-- TASK DESCRIPTION --
If a line contains "negative clicks: (562, 290)", it is the last one to write out; begin with the first line of the records and copy each exactly.

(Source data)
━━━━━━━━━━
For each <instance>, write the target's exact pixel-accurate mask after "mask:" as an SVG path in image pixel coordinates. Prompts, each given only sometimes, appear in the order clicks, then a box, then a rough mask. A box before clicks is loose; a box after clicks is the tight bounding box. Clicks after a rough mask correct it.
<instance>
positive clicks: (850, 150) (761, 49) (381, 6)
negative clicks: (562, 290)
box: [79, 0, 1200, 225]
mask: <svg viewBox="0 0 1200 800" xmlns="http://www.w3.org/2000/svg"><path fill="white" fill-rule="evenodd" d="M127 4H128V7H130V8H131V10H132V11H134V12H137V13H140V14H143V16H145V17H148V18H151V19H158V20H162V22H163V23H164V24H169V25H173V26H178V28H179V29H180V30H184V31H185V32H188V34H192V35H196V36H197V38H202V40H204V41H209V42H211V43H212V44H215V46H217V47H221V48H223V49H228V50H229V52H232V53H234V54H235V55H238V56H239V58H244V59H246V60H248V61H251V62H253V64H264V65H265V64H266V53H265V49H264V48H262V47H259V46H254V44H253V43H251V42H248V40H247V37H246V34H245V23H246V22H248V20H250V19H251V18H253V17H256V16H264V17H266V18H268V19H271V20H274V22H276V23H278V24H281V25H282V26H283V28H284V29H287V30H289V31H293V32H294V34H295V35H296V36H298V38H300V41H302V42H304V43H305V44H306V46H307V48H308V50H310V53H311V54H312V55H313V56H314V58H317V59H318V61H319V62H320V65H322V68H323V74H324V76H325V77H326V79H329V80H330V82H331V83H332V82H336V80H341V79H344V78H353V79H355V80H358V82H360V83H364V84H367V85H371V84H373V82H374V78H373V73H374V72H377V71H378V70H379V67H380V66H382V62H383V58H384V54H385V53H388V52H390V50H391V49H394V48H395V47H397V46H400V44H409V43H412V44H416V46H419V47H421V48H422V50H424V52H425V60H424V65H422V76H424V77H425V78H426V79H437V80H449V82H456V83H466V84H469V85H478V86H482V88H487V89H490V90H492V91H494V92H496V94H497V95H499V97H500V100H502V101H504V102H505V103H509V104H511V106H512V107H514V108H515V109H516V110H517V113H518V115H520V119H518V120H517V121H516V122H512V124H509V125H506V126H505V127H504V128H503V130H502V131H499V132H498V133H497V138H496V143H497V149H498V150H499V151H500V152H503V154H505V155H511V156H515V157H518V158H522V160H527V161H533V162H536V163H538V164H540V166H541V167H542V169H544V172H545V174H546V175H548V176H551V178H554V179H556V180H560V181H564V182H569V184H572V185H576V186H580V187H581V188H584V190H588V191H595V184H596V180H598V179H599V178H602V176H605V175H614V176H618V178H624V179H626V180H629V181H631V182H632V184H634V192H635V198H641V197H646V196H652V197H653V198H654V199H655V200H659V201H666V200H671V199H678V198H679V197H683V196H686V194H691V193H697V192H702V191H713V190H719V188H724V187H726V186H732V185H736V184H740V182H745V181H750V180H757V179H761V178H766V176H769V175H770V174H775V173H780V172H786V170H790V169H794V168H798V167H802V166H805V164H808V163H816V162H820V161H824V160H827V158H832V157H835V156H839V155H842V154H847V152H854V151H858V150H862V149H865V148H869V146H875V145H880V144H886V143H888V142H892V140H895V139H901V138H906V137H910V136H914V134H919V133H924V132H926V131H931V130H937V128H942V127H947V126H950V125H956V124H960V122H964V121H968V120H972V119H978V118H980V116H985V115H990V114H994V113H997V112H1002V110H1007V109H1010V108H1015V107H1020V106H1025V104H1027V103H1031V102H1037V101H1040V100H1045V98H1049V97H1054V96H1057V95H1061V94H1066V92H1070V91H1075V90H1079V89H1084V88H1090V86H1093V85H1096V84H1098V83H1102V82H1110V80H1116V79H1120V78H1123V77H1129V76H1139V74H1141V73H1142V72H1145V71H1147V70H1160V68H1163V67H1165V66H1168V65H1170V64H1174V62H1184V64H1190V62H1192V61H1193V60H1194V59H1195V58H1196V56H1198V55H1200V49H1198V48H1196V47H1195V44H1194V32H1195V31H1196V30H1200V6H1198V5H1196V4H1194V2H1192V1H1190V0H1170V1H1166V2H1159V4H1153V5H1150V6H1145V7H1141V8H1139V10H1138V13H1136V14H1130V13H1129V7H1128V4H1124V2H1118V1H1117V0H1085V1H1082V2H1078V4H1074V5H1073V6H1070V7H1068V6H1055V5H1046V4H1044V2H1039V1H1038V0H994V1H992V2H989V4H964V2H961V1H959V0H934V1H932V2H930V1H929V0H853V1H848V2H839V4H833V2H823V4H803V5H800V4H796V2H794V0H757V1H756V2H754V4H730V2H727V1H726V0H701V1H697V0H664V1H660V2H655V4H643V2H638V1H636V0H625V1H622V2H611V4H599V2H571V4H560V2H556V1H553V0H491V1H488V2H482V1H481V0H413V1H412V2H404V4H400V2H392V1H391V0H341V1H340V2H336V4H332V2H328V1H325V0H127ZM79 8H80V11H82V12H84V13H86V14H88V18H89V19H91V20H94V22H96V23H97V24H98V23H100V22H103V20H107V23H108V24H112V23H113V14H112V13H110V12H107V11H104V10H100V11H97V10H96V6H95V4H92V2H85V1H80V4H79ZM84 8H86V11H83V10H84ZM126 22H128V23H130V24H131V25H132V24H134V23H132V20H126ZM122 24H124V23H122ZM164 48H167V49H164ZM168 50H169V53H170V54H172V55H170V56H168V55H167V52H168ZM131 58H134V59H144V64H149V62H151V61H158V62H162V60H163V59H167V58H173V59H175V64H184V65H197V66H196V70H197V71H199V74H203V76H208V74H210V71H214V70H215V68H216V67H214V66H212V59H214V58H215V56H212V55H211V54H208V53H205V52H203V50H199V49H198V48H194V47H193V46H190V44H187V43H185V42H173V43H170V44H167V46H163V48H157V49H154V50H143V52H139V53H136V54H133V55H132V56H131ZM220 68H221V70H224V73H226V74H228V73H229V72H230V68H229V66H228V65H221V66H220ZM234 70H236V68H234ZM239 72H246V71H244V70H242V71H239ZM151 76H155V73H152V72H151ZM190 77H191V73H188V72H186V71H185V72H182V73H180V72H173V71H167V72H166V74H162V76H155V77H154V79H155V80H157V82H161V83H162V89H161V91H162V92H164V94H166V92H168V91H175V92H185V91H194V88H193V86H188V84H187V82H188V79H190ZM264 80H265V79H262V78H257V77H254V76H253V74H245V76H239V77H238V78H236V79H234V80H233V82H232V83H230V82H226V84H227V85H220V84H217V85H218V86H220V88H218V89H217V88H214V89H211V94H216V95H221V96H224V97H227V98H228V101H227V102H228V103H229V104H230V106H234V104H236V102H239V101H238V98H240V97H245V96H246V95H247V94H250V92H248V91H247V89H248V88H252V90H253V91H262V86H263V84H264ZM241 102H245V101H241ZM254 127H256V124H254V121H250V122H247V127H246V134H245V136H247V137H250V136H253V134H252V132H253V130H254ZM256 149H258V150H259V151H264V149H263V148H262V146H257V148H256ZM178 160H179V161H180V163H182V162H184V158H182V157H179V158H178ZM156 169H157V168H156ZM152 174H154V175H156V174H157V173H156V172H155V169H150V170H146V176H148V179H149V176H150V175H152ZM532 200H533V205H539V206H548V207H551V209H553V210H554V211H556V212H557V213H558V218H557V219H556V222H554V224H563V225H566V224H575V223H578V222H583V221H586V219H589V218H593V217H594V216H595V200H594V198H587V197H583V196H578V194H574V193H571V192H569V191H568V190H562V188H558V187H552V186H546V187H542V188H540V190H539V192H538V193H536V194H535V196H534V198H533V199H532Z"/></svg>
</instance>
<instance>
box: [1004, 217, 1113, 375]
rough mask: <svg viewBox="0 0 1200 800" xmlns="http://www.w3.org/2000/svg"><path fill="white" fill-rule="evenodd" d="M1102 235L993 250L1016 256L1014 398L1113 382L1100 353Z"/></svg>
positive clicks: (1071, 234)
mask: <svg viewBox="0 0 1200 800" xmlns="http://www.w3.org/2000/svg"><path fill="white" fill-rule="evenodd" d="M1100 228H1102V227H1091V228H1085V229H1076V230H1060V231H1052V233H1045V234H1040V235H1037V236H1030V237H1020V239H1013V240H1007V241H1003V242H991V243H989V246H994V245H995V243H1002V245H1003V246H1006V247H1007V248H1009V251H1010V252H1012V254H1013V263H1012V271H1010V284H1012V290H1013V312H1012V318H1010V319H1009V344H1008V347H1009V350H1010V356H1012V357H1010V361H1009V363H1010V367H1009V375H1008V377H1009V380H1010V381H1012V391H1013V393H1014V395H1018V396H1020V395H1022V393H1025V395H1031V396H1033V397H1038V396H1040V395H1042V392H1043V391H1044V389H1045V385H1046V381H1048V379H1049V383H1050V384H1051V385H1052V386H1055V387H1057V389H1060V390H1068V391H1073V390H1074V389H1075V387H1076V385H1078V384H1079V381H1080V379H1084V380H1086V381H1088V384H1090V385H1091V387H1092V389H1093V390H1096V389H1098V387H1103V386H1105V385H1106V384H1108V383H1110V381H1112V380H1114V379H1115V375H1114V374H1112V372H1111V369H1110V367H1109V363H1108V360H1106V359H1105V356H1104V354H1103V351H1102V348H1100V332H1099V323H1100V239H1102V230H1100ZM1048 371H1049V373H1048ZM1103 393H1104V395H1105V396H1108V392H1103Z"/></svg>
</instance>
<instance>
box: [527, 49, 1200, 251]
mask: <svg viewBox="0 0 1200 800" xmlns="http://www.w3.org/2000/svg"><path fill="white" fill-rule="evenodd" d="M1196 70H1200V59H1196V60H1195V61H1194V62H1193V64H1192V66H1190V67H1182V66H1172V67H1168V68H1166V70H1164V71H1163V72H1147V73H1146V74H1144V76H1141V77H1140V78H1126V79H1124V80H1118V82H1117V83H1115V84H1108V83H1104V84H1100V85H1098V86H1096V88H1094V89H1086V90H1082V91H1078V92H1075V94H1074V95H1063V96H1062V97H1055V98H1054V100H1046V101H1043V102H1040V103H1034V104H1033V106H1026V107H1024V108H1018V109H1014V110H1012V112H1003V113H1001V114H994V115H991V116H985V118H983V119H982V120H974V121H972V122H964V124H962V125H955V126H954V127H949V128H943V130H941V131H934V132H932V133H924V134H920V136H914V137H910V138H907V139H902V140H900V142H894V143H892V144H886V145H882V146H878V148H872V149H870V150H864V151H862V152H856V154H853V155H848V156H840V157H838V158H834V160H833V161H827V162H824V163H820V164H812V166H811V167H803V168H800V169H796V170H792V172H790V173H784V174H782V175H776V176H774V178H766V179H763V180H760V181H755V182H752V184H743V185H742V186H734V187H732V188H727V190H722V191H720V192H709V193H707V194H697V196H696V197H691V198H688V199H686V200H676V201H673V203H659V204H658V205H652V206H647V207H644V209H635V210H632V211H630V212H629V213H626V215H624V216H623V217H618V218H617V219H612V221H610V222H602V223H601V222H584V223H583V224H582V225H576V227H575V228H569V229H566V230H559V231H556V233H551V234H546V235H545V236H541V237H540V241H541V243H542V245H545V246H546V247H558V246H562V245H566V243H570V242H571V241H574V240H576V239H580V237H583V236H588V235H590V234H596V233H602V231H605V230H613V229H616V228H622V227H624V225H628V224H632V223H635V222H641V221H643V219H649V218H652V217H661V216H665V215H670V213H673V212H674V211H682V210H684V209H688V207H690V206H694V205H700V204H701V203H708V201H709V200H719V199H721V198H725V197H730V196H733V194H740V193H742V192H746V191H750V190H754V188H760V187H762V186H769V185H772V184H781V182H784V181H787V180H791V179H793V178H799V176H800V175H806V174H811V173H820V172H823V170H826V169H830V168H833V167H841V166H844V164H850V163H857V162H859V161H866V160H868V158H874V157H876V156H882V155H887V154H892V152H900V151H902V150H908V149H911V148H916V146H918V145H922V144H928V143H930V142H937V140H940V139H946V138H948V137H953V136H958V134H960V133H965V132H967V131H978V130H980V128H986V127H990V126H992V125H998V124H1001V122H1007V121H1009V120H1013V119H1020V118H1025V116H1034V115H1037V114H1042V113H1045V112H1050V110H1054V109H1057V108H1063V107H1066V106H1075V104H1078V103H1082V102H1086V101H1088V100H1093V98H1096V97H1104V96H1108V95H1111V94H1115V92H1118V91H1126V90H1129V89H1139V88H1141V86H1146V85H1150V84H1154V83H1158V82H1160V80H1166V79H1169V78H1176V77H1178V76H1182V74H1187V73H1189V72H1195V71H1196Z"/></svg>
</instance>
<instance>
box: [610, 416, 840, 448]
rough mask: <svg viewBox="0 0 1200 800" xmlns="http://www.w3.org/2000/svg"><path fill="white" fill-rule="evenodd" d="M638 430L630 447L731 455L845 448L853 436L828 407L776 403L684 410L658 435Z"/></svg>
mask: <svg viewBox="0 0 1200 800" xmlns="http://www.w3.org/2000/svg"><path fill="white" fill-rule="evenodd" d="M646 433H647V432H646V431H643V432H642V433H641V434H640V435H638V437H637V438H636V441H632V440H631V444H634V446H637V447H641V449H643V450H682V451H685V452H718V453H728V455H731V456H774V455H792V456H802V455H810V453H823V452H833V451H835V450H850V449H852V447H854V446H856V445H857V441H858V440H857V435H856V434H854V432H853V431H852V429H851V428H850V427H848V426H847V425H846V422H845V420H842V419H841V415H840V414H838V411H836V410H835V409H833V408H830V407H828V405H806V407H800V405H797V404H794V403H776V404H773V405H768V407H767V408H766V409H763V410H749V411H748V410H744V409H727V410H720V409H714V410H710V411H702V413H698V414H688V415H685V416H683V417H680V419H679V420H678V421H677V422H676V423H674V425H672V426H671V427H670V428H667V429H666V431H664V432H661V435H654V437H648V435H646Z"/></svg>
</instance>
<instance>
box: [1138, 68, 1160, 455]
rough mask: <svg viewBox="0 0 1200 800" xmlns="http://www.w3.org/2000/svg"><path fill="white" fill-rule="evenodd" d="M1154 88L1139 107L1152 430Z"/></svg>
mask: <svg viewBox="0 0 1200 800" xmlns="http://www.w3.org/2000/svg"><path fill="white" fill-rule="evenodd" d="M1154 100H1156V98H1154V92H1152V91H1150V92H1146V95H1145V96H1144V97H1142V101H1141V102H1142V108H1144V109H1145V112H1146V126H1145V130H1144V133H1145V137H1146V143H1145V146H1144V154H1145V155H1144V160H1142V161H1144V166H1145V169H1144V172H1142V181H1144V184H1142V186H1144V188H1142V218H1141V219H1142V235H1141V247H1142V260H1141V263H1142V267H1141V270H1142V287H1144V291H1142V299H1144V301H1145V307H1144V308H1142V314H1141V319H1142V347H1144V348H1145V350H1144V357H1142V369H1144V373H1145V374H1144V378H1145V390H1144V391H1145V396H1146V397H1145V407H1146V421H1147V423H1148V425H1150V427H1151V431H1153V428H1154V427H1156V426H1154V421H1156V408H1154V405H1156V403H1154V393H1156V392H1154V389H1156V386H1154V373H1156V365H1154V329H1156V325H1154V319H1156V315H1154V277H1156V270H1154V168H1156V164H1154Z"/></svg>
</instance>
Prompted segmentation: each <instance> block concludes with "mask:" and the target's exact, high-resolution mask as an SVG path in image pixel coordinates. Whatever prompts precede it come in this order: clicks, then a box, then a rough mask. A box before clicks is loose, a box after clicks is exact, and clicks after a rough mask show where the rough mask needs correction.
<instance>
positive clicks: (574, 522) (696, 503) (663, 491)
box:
━━━━━━━━━━
-- PROBLEM SOLUTION --
For each <instance>, write the target's exact pixel-accurate mask after "mask:" as an SVG path in image pixel coordinates. Prompts, each given only sometimes, appear in the order clicks, then a box, then a rough mask. A box before clicks is loose; a box after clicks is the tight bounding box. Clicks after a rough mask correct it.
<instance>
positive clicks: (850, 150) (761, 49) (381, 6)
negative clicks: (562, 290)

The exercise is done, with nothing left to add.